** START OF TEXT BLOCK **

Amp Settings (Peavey 5150 / 6505 — Lead Channel):
| Control | Setting (0–10) | Notes |
|---|---|---|
| Preamp Gain | 7–9 | High — melodic death metal leads need full gain for sustain |
| Bass | 5–6 | Present — the lead guitar needs body in the low register |
| Mid | 5–6 | Forward — melodic leads live in the midrange |
| Treble | 6 | Bright but musical — the wah’s filter adds additional frequency shaping |
| Presence | 5–6 | Moderate — attack articulation without excessive brightness |
The wah approach: Set the wah pedal at approximately the 30-40% position in its sweep (slightly forward from heel-down, before the midpoint of the sweep) and leave it there. This “parked wah” position creates a specific midrange presence peak that gives the guitar a nasal, forward, melodic quality. Don’t sweep the wah — use it as a static filter. Experiment with different fixed positions for different frequency emphases. Then: play Aeolian mode leads (the natural minor scale from any root) and minor pentatonic runs. Keep the melodies accessible and memorable. That is the approach.

** END OF TEXT BLOCK **
** START OF THE DATA **

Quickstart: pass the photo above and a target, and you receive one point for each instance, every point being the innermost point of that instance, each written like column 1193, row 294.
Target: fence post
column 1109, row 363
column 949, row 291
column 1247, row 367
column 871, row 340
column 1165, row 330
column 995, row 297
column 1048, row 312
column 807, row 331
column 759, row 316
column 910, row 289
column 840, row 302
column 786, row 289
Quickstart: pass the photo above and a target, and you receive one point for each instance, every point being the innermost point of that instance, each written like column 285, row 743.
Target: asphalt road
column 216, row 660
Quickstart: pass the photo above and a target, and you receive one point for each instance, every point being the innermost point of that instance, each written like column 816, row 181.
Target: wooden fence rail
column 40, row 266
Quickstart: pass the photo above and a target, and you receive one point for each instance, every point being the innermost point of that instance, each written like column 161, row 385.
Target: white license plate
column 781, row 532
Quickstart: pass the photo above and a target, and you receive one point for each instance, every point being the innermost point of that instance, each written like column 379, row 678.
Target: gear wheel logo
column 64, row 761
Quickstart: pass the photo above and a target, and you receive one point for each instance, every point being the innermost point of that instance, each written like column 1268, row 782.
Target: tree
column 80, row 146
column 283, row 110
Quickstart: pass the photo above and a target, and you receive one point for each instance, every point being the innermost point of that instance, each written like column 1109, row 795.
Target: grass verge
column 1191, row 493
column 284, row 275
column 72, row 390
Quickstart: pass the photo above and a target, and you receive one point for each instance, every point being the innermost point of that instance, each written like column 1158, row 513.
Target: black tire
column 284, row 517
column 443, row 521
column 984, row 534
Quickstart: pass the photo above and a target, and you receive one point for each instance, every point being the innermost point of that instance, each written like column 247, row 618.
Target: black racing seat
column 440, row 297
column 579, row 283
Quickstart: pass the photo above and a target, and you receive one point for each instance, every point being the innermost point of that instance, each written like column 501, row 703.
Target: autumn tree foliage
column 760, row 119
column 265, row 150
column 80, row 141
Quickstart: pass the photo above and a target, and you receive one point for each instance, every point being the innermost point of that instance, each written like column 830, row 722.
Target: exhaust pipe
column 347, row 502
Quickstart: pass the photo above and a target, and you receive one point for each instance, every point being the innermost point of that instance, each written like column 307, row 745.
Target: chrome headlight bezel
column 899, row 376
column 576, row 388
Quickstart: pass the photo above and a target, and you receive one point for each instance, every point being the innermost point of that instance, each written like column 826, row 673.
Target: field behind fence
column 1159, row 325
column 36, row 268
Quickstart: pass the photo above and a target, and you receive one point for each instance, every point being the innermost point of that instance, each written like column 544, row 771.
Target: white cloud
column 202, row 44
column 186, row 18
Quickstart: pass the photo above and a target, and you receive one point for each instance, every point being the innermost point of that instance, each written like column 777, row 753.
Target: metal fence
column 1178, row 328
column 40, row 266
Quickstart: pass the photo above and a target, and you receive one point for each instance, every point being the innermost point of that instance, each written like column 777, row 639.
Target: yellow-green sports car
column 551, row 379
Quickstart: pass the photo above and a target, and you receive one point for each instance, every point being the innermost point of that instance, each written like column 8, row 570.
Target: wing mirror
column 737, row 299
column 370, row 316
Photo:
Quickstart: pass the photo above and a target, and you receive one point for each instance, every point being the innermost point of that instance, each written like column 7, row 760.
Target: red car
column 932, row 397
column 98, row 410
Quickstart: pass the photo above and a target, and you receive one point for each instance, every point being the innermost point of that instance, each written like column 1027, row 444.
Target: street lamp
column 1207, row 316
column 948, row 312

** END OF THE DATA **

■ TASK INSTRUCTIONS ■
A - In the amp settings text, at what position in its sweep should the wah pedal be set?
B - In the rows, write out the stretch from the line containing "379, row 678." through the line containing "column 64, row 761" again, substituting "wheel emblem" for "gear wheel logo" and leaving everything else unchanged.

■ OUTPUTS IN ORDER ■
A - Approximately the 30-40% position in its sweep.

B -
Quickstart: pass the photo above and a target, and you receive one point for each instance, every point being the innermost point of that instance, each written like column 379, row 678.
Target: wheel emblem
column 64, row 761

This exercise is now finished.